Vejo muitas motivações diferentes para que aprendamos línguas novas, sendo o tesão pelo próprio aprender de uma nova língua, uma das coisas que mais me move, por exemplo. Existem diversos, infinitos motivos para querer entender a língua do outro, querer se comunicar. O que eu descobri que também é capaz de me movimentar ao longo do tempo é: quero ajudar pessoas a terem também essa experiência se assim elas desejarem. Então, vejamos o que pode ser feito para facilitar este acesso.


(foto de mestre vitalino por Pierre Verger)



Sim, a justiça linguística vem dar seu alô. Mas ó, penso no caminho contrário (o aprendizado de línguas dominantes) como algo que também pode nos servir enquanto ativistas. Não vamos parar de lutar, conseguir e garantir acessos de línguas minorizadas nos espaços de decisão, não vamos permitir que figuras importantes para as mudanças de paradigmas de nossos tempos não sejam escutadas por conta de suas línguas e da pouca vontade do mundo dominante de ouví-las.

COMPLETE O SEGUINTE –
a: Responda, com base no texto-fonte:
(i) Quem é o autor da foto mencionada?
(ii) Segundo quem escreve, qual motivação para aprender línguas está entre as que mais o movem?
(iii) O que o texto-fonte indica entre parênteses como "caminho contrário"?
b: Liste os verbos coordenados que, no texto-fonte, antecedem a expressão "acessos de línguas minorizadas".
c: Transcreva do texto-fonte o trecho que começa em "(foto de mestre" e termina em "dominante de ouví-las.".
Os registros provêm de outra fonte.

MATERIAL EXTRAÍDO –
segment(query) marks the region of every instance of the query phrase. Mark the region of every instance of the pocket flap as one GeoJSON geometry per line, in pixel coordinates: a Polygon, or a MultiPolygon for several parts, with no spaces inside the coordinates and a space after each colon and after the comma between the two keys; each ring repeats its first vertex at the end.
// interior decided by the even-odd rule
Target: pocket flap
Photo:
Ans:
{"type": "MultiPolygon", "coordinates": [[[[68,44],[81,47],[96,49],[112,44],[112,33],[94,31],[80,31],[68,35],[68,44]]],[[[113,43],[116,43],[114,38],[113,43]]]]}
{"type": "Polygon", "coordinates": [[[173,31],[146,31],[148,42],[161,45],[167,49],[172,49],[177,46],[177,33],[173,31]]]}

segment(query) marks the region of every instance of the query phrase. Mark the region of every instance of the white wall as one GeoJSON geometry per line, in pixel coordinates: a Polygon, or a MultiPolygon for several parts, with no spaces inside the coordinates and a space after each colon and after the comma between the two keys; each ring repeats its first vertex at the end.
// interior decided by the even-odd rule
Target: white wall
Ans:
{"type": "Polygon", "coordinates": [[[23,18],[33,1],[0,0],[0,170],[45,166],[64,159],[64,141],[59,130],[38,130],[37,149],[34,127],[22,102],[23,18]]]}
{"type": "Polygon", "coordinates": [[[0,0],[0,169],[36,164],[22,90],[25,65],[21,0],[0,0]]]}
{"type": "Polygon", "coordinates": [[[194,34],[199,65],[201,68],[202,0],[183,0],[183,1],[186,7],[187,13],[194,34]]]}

RESPOSTAS DAS TAREFAS –
a:
(i) Pierre Verger.
(ii) O tesão pelo próprio aprender de uma nova língua.
(iii) O aprendizado de línguas dominantes.

b: lutar, conseguir, garantir

c:
(foto de mestre vitalino por Pierre Verger)



Sim, a justiça linguística vem dar seu alô. Mas ó, penso no caminho contrário (o aprendizado de línguas dominantes) como algo que também pode nos servir enquanto ativistas. Não vamos parar de lutar, conseguir e garantir acessos de línguas minorizadas nos espaços de decisão, não vamos permitir que figuras importantes para as mudanças de paradigmas de nossos tempos não sejam escutadas por conta de suas línguas e da pouca vontade do mundo dominante de ouví-las.